> **Task details**
Quote the lines from the line holding "Tag every instance of the standing" to the very end of the listing, exactly, and no others.
=== Information shown ===
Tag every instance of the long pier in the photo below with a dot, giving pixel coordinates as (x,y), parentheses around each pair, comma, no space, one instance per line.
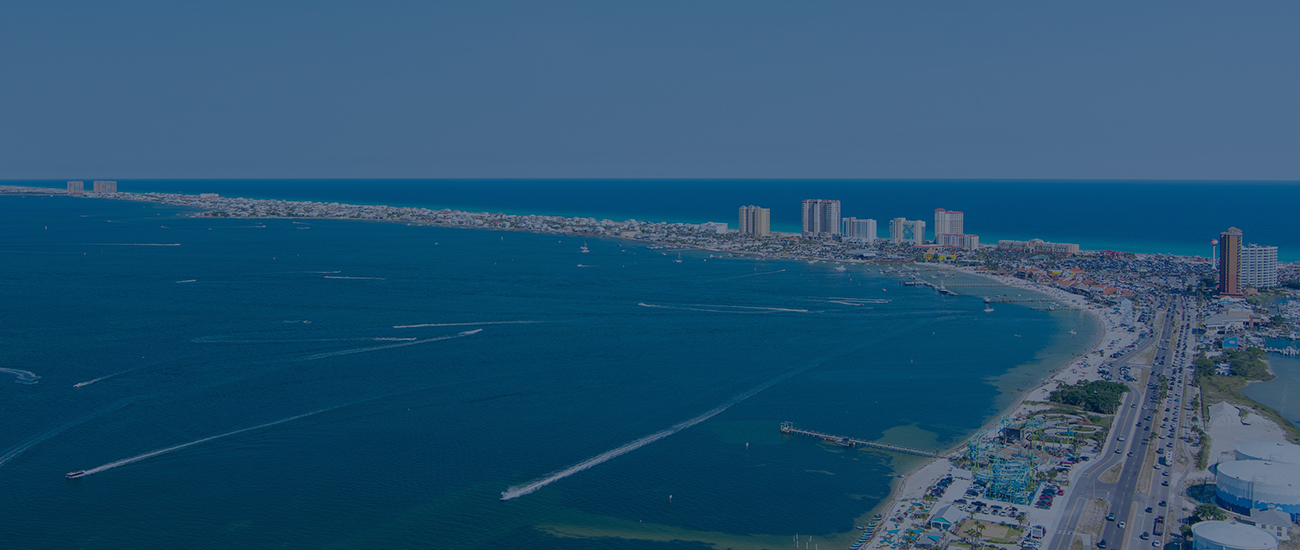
(788,428)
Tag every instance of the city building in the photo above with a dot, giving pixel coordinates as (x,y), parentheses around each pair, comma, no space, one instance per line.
(1230,263)
(820,217)
(957,241)
(1259,267)
(948,222)
(906,232)
(858,230)
(1038,246)
(755,221)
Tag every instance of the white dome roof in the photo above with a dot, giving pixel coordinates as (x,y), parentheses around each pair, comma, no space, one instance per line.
(1269,450)
(1231,535)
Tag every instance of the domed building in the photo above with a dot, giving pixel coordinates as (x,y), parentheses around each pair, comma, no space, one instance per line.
(1269,451)
(1231,536)
(1260,484)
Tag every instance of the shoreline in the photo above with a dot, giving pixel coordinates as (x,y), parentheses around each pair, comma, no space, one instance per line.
(905,483)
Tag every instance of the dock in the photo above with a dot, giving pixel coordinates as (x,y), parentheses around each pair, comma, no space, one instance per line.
(788,428)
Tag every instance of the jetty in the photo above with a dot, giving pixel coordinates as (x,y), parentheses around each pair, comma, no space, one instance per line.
(788,428)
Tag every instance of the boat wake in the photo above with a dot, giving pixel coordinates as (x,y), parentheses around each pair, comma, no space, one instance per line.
(519,490)
(24,376)
(746,275)
(21,447)
(716,308)
(362,350)
(177,447)
(224,340)
(464,324)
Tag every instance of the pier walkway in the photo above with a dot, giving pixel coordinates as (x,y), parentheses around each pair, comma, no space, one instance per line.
(788,428)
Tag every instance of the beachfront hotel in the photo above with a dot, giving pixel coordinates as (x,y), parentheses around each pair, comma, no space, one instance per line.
(906,232)
(1259,267)
(755,221)
(858,230)
(820,217)
(948,222)
(1230,263)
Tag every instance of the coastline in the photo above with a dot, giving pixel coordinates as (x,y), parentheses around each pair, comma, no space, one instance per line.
(917,477)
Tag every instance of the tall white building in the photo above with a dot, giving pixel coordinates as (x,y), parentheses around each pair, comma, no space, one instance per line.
(906,232)
(820,217)
(854,229)
(948,222)
(1259,267)
(755,221)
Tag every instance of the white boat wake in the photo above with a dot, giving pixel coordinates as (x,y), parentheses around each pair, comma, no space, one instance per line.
(718,308)
(24,376)
(464,324)
(21,447)
(362,350)
(163,451)
(519,490)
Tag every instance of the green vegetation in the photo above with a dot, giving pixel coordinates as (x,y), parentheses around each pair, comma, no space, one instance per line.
(1093,397)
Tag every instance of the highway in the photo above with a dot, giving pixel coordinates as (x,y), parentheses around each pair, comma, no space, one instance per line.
(1129,423)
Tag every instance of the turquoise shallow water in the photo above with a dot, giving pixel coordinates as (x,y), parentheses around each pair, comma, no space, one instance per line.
(196,328)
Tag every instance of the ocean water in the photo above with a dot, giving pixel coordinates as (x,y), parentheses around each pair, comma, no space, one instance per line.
(1149,217)
(1282,393)
(343,384)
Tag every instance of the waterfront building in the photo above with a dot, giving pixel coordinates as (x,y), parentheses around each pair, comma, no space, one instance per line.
(1231,536)
(906,232)
(948,222)
(1259,267)
(755,221)
(716,226)
(820,217)
(957,241)
(1230,263)
(1038,246)
(858,230)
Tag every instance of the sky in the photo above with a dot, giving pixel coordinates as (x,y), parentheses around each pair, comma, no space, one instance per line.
(755,89)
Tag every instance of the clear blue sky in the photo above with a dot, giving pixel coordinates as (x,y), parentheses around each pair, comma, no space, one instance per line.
(1182,90)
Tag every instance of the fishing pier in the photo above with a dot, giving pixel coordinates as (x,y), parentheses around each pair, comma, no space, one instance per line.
(788,428)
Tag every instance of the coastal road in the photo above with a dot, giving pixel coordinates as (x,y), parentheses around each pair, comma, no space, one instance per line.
(1131,454)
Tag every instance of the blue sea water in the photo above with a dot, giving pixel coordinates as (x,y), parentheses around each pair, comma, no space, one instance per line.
(1149,217)
(193,330)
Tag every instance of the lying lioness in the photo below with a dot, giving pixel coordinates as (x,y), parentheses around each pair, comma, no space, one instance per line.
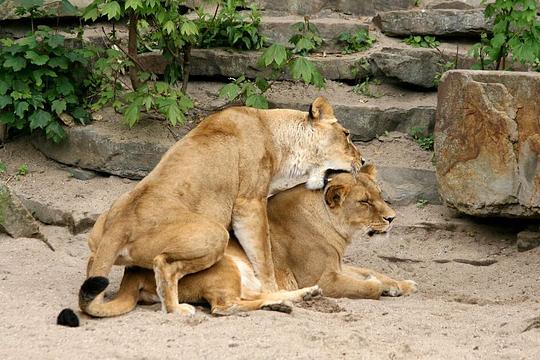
(310,231)
(176,221)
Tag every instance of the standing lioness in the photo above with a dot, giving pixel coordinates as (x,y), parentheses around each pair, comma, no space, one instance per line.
(176,220)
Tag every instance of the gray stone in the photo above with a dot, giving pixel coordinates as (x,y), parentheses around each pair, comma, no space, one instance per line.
(487,142)
(279,29)
(53,7)
(415,66)
(111,146)
(356,7)
(405,186)
(527,240)
(15,220)
(228,63)
(81,174)
(433,22)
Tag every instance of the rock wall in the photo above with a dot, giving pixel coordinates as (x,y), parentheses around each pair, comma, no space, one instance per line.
(487,138)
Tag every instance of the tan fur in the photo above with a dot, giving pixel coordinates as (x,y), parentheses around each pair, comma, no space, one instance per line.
(219,176)
(309,233)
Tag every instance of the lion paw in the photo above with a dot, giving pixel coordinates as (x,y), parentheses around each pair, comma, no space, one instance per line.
(408,287)
(281,306)
(184,310)
(312,293)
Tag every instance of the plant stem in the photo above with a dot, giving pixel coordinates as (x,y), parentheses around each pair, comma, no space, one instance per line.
(132,50)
===
> **Output of the exercise**
Tag every instance of the standing lioness in the photo above with a dot, giving pixel coordinates as (x,y), parentheses around each pair, comma, no space, one instance per line.
(176,220)
Tag every instance of the gray stone in the photo above with a dot, giving pixel coordinates as (x,y), parentheses around each pair, comma, no space, one instance per line.
(487,142)
(279,29)
(53,7)
(415,66)
(111,146)
(356,7)
(405,186)
(527,240)
(15,220)
(228,63)
(81,174)
(433,22)
Tag every instance of the rock wall in the photo above with a dot, giving pixel coordinates as (x,y), parentheses around each pair, comma, no space, one instance per line.
(487,138)
Tag every instance of the tan fur in the photo above with a dot, giving pixel coordinates as (x,y), parentheses around each pair, comma, no space, one instance per line.
(219,176)
(309,233)
Tag every instance of the lion paw in the photo above with a dot, giving pixel coordinates as (x,y), parentheses around each pair, comma, no space, one instance per line.
(408,287)
(281,306)
(184,310)
(312,293)
Tag every instance of the plant stem in the photo above with a dot, giving pixel coordinates as (x,y), parentheses around each pair, comma, no space, one instance per line.
(132,50)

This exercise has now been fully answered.